*Task instructions*. Count the lines in the data below that contain the word "cork". Give only the number.

Object location annotation data:
--- Start ---

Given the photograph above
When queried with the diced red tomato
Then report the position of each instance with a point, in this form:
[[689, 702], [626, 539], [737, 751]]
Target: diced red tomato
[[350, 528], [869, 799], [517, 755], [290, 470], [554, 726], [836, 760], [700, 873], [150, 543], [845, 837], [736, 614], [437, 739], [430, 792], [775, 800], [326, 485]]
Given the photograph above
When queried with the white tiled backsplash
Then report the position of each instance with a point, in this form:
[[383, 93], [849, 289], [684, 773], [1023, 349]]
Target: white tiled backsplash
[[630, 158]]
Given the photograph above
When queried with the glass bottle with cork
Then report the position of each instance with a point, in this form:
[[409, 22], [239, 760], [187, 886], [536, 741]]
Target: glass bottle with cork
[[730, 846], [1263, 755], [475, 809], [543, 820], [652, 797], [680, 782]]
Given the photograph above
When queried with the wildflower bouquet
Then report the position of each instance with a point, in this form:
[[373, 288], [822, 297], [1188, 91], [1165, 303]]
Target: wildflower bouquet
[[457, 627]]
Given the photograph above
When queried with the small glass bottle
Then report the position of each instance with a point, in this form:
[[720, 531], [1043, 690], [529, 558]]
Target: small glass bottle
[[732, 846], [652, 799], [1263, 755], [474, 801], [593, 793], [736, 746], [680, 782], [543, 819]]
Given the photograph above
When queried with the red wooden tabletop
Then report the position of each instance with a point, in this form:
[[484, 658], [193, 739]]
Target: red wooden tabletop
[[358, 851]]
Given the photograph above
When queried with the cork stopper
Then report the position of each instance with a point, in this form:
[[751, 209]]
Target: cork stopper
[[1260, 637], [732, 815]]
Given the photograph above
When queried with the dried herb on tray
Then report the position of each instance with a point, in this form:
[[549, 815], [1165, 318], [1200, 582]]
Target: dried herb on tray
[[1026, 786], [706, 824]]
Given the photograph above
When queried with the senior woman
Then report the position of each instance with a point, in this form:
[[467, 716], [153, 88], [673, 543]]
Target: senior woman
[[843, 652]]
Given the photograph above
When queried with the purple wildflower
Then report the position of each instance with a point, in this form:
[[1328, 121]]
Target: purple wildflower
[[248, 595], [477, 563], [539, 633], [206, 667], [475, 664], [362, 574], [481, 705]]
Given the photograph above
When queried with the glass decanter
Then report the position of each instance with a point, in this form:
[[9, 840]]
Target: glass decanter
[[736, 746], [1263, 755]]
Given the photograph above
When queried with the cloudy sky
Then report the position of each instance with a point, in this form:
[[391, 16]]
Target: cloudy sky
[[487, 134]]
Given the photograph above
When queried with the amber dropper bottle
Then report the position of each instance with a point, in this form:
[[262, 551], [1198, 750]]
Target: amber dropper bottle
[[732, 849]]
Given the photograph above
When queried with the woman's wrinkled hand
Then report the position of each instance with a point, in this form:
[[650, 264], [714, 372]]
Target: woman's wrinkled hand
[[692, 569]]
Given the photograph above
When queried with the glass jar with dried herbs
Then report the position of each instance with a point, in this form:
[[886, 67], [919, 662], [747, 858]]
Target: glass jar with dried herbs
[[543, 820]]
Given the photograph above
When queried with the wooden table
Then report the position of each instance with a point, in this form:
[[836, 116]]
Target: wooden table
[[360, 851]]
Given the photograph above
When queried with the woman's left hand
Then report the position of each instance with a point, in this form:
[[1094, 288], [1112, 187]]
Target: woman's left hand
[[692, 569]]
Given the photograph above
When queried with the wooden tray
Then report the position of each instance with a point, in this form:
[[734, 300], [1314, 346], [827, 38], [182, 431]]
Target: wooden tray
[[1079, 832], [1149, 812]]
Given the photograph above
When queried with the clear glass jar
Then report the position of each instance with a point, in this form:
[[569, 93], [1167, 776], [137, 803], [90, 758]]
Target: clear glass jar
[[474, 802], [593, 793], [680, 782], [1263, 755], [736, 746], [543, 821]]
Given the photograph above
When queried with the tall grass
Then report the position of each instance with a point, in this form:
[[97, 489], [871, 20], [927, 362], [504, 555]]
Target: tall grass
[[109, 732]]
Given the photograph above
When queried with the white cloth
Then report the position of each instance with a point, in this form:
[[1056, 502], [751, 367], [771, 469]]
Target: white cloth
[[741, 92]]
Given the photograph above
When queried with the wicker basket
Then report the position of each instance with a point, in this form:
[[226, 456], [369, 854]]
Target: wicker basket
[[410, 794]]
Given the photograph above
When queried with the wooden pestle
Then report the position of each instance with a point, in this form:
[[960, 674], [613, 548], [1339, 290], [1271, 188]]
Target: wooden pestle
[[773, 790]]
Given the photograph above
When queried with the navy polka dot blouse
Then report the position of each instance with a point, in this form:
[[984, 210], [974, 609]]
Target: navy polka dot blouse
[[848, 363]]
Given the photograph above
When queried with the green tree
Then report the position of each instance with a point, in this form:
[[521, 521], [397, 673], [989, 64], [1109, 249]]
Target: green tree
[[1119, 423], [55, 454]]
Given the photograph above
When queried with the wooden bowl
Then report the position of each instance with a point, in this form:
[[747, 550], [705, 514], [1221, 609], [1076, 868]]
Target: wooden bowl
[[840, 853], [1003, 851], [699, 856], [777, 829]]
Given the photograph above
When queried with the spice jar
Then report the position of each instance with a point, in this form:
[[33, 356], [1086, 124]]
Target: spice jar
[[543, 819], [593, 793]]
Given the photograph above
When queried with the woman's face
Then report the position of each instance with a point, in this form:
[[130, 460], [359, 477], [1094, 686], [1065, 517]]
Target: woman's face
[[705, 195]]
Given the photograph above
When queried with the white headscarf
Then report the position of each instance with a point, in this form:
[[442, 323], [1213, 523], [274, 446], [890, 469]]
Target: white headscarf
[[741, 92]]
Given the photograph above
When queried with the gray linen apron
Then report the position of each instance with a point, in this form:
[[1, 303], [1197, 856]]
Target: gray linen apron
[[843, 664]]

--- End ---

*Result*. 4